▶ _SUAS TAREFAS_
- a) Copie, sem nenhuma alteração, a parte do texto sobre desafios perigosos na internet que começa com as palavras que contêm "As plataformas e" e termina em "praticar atividades perigosas.".
- b) Por favor, dê continuidade ao texto sobre desafios perigosos na internet, começando logo depois da última frase apresentada.

▶ _TRECHO DA PÁGINA_
◇ ◇ ◇ ◇

As plataformas e aplicativos para a publicação de vídeos mostram jovens desafiando uns aos outros, colocando suas vidas em risco. Conforme a psicóloga especialista infantil Elisiane Salete Padoin, os jogos e desafios provocam a agitação cerebral, ansiedade e irritabilidade. O Instituto DimiCuida, entidade sem fins lucrativos, localizado em Fortaleza, no Estado do Ceará, fez um levantamento e concluiu que nos últimos cinco anos, pelo menos 20 jovens brasileiros, morreram ao tentar imitar desafios da internet. O Instituto que nasceu após um jovem de 16 anos perder a vida praticando o jogo do desmaio, conseguiu retirar da internet cerca de 25 vídeos que incentivavam os jovens a praticar atividades perigosas.

◇ ◇ ◇ ◇

▶ _DADOS FORNECIDOS_
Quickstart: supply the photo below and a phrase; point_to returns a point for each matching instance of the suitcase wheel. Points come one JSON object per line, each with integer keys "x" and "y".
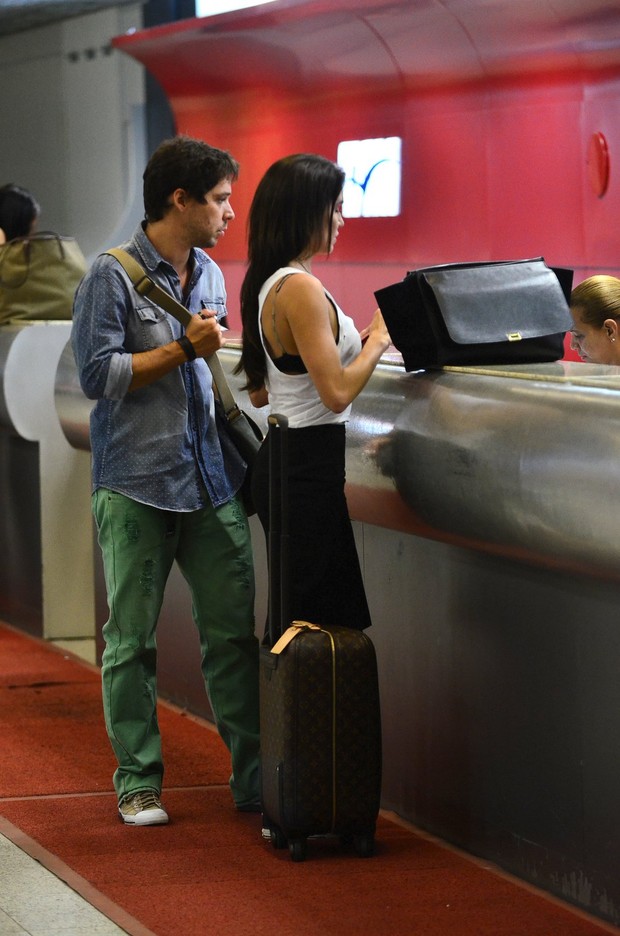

◇ ◇ ◇ ◇

▶ _RESPOSTAS POR TAREFA_
- a)
As plataformas e aplicativos para a publicação de vídeos mostram jovens desafiando uns aos outros, colocando suas vidas em risco. Conforme a psicóloga especialista infantil Elisiane Salete Padoin, os jogos e desafios provocam a agitação cerebral, ansiedade e irritabilidade. O Instituto DimiCuida, entidade sem fins lucrativos, localizado em Fortaleza, no Estado do Ceará, fez um levantamento e concluiu que nos últimos cinco anos, pelo menos 20 jovens brasileiros, morreram ao tentar imitar desafios da internet. O Instituto que nasceu após um jovem de 16 anos perder a vida praticando o jogo do desmaio, conseguiu retirar da internet cerca de 25 vídeos que incentivavam os jovens a praticar atividades perigosas.

- b)
Fonte: Comitê Gestor da Internet

Jogos estão entre os mais vistos, segundo pesquisa do Comitê Gestor da Internet no Brasil. Entre as crianças e adolescentes com idade entre 8 e 17 anos, 24 milhões têm acesso à internet no Brasil. A pesquisa cita que 77% delas assistem a vídeos online. Os dados do Comitê também revelam que a internet é mais usada por meio do celular, cerca 93%. Desde 2014, o uso dos smartphones ultrapassou o uso de computadores. A pesquisa ouviu, entre outubro de 2018 e março de 2019, 3 mil famílias brasileiras com filhos nessa faixa etária a respeito de seus hábitos na internet. Os dados apontaram que 16% das crianças entrevistadas disseram ter visto online formas de machucar a si mesmas, e 14% tiveram contato com conteúdo que mostrava como cometer suicídio.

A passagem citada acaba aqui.